**Provided passage**

Flash Revolt At Herod's Death  
War 2.1.2 6 
[Herod has died and his son Archelaus has claimed the throne]. 
Towards evening, however, a large number of those who were bent on revolution assembled on the same spot, and, now that the public mourning for Herod was ended, began a lamentation on their own account, bewailing the fate of those who had been punished for cutting down the golden eagle from the gate of the Temple. This mourning was in no subdued tones: there were piercing shrieks, a dirge directed by a conductor, and lamentations with beating of the breast which resounded throughout the city; all this in honour of the unfortunate men who, they asserted had in defence of their country's laws and the Temple perished on the pyre. These martyrs ought, they clamoured, to be avenged by the punishment of Herod's favorites.

War 2.1.3 10 
And now the feast of unleavened bread, which the Jews call Passover, came round...The promoters of the mourning for the teachers stood in a body in the temple, procuring recruits for their faction. ...Archelaus now felt that it would be impossible to restrain the mob without bloodshed, and let loose upon them his entire army...the soldiers, falling unexpectedly among the various parties busy with their sacrifices slew about three thousand of them and dispersed the remainder among the neighboring hills. 

  This clash, instigated by the followers of the two Rabbis, was the beginning of a series of violent confrontations over the course of weeks, with escalating force on both sides; the Roman legion at Jerusalem was caught up in the warfare until the commander was surrounded in his fortress. At last, two legions from Syria under the command of Varus were able to put down the insurrection and round up the guerillas in the hills, crucifying two thousand of them. 
  To calm the populace's fear that Archelaus would be another tyrant like his father,  Emperor Augustus divides the Jewish lands among all of Herod's children,  reducing Archelaus' portion to Judea (the area immediately around Jerusalem), Samaria, and Idumaea. The resistance is held in check by Archelaus' cruelty for nine years, until, due to the denunciations of the people, the emperor at last removes Archelaus and places Judea under direct Roman administration.   
   Now Judea would be a province, not a kingdom, and ruled by foreigners as governors, not by  king of its own; and the people would pay taxes directly to the emperor. This set the stage for the next level of resistance -- as well as  the backdrop for the crucifixion of Jesus of Nazareth..

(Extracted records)
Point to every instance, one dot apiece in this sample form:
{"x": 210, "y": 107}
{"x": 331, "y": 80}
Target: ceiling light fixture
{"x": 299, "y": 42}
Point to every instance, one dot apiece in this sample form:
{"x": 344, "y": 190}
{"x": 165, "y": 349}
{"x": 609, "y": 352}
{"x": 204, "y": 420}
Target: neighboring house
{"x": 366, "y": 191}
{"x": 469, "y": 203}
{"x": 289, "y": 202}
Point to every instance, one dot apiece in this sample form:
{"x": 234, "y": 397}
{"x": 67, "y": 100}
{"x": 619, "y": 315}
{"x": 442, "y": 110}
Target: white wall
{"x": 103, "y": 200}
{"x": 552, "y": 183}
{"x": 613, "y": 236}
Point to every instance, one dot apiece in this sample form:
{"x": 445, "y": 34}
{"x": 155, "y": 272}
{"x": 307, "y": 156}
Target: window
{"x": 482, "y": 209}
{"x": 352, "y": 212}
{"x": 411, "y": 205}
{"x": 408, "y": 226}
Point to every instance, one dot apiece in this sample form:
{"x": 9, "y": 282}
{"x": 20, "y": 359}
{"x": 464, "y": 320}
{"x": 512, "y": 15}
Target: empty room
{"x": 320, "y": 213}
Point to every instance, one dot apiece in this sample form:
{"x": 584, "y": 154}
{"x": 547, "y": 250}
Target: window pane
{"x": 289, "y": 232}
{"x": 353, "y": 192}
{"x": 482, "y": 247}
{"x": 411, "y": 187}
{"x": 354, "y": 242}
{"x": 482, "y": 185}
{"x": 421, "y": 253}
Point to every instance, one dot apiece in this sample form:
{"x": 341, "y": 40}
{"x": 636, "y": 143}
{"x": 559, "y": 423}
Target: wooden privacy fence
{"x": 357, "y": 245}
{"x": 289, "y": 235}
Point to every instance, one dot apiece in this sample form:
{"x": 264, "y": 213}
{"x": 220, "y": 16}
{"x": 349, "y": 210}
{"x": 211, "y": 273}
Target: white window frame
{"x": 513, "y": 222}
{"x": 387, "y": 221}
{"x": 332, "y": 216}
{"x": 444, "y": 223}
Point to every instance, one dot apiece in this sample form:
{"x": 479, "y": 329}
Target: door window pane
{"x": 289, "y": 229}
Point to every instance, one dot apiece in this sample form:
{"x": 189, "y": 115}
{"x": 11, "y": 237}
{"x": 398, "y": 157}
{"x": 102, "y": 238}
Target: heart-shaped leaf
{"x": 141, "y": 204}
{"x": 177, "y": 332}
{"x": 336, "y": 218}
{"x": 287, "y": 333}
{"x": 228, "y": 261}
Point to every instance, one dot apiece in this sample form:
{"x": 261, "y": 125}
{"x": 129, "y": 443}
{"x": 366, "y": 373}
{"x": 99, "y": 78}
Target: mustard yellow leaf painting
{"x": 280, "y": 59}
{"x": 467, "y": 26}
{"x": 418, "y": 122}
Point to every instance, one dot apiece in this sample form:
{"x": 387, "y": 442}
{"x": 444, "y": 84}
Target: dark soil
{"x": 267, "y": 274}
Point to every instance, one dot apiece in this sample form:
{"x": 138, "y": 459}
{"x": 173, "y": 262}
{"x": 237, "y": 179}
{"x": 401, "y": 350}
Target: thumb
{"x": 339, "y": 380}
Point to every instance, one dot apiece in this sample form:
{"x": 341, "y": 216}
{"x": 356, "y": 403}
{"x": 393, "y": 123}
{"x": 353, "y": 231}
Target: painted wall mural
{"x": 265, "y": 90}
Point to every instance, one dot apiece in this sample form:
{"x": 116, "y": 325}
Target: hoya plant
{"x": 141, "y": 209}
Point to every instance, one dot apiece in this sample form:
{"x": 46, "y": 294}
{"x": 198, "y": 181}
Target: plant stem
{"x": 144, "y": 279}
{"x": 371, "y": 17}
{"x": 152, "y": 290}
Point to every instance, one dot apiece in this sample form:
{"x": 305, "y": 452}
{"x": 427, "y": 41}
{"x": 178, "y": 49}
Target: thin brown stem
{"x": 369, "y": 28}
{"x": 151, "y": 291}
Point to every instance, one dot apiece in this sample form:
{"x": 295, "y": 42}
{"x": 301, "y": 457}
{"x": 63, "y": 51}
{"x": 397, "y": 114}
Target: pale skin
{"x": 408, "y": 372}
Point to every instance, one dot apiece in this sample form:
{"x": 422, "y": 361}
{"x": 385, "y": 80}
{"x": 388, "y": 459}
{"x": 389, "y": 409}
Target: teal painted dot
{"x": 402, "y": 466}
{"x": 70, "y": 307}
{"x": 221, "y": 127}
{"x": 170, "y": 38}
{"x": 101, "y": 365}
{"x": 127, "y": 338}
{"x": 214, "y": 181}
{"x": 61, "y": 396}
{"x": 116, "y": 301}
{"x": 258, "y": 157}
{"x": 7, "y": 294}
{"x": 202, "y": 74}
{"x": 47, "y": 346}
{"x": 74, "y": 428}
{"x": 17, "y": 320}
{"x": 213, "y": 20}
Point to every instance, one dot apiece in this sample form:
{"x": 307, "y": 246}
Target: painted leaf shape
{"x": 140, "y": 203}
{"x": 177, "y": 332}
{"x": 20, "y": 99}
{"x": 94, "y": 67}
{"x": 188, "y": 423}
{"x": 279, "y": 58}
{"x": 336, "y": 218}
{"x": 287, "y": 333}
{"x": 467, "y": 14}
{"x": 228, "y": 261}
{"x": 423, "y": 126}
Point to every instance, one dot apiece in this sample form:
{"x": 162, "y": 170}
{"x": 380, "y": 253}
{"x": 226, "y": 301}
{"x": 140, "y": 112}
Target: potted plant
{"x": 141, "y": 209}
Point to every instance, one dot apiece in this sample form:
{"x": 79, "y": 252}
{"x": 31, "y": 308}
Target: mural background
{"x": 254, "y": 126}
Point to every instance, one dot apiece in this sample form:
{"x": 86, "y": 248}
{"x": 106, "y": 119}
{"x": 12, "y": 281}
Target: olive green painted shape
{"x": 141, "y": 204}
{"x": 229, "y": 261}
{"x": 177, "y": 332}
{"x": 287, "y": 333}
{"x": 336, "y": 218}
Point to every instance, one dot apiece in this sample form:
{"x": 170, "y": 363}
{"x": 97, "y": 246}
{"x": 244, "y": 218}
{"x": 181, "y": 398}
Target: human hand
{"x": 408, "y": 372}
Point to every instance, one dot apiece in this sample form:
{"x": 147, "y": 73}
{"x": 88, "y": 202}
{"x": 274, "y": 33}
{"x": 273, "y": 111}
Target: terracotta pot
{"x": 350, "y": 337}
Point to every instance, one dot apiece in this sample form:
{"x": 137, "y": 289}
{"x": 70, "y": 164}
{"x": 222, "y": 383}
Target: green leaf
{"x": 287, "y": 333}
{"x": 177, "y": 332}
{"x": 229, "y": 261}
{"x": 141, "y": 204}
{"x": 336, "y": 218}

**Prompt**
Write out the passage on the revolt after Herod's death word for word, starting with "To calm the" and going on through "direct Roman administration.".

**Answer to the task**
To calm the populace's fear that Archelaus would be another tyrant like his father,  Emperor Augustus divides the Jewish lands among all of Herod's children,  reducing Archelaus' portion to Judea (the area immediately around Jerusalem), Samaria, and Idumaea. The resistance is held in check by Archelaus' cruelty for nine years, until, due to the denunciations of the people, the emperor at last removes Archelaus and places Judea under direct Roman administration.